## Problem to work on:
Reproduce the following listing line for line, with no alteration.
BEGIN Source data
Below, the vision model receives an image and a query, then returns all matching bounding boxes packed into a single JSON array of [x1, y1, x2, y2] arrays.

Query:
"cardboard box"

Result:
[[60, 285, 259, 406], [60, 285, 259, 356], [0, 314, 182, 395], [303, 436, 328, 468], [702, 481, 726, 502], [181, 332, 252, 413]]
END Source data
## Response below:
Below, the vision model receives an image and a query, then returns all matching bounding boxes packed into a single JSON array of [x1, y1, x2, y2] arrays.

Query:
"cardboard box"

Result:
[[60, 285, 259, 406], [60, 285, 259, 356], [0, 314, 182, 395], [303, 436, 328, 468], [702, 481, 726, 502], [181, 332, 252, 413]]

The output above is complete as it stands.